To be done:
Display every line of the items below that contains the string "right".

Dataset rows:
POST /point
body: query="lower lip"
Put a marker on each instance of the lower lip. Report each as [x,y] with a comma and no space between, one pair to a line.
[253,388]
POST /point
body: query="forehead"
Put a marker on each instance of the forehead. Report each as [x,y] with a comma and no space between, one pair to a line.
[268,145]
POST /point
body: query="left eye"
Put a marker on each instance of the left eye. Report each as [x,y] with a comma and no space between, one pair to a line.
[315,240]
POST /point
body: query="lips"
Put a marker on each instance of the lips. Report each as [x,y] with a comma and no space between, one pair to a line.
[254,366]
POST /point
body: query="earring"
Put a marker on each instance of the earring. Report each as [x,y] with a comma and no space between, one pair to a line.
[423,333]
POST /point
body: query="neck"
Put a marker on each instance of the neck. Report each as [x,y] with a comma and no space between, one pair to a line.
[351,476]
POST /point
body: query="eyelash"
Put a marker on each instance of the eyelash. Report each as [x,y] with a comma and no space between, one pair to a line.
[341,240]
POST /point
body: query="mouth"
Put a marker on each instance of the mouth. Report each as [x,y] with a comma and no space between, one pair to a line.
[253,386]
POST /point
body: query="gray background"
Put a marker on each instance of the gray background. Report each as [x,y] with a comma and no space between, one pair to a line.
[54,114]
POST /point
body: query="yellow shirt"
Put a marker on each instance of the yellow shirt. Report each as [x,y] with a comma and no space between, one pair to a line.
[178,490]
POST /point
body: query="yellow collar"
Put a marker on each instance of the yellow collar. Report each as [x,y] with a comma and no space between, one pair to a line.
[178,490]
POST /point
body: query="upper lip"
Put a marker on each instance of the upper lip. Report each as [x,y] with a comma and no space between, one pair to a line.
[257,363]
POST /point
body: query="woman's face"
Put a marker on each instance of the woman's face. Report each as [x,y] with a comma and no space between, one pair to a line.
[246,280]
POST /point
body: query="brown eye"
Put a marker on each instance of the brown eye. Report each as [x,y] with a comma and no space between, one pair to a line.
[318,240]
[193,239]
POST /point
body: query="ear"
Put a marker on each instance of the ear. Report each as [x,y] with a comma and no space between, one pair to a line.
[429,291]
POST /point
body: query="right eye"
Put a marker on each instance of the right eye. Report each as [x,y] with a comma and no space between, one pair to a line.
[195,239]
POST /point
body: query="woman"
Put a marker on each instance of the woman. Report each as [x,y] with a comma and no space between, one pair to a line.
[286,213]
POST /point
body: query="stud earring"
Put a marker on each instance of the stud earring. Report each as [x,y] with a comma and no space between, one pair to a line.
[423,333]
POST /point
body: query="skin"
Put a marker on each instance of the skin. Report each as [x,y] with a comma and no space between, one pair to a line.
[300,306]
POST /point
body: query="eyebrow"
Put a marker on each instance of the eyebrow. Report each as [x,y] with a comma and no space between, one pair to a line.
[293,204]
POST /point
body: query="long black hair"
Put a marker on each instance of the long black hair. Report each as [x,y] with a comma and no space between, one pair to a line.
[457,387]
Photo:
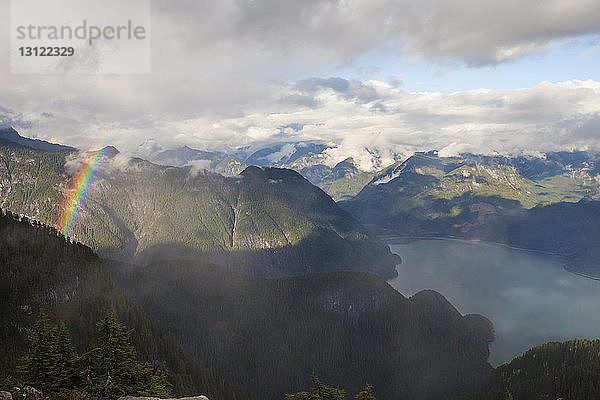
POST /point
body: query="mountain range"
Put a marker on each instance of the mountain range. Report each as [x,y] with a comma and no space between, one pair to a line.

--

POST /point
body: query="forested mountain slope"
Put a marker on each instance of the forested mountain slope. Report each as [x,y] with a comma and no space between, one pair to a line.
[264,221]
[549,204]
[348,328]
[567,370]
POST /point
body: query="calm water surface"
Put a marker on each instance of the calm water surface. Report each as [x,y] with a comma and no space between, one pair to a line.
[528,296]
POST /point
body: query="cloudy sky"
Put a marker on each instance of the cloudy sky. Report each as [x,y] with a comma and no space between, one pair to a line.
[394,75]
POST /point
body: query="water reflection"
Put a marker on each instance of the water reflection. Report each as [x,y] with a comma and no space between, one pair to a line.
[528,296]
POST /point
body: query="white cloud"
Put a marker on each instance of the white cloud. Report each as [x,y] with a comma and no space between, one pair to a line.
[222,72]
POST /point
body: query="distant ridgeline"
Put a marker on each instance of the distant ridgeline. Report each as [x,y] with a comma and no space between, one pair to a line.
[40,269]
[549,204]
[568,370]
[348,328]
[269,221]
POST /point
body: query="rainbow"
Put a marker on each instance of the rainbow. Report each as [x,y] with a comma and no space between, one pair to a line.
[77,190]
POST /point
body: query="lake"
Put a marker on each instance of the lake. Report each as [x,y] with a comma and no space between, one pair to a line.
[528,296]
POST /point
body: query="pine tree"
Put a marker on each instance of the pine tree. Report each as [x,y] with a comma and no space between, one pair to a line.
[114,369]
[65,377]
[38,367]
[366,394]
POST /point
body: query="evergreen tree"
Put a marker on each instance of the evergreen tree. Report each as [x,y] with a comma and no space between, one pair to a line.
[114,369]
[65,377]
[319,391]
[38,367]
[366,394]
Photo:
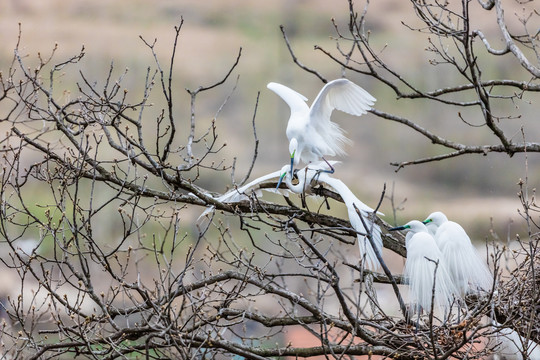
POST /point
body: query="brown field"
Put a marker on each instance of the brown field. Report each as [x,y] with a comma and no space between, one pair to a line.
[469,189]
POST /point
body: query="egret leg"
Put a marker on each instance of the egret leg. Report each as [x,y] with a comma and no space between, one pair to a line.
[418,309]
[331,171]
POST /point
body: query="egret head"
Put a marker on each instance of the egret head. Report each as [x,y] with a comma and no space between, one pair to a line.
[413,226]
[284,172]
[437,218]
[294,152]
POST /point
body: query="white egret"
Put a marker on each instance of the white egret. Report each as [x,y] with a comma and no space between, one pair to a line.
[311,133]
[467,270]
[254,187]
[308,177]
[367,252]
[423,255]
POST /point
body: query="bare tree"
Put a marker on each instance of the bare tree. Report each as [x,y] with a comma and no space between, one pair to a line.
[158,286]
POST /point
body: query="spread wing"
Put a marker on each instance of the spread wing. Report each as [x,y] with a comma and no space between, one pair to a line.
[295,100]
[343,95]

The reply:
body: query="right eye"
Put a marker on each instance of the right eye. Report each as [x,y] with a comma and no space between, one pair to a line.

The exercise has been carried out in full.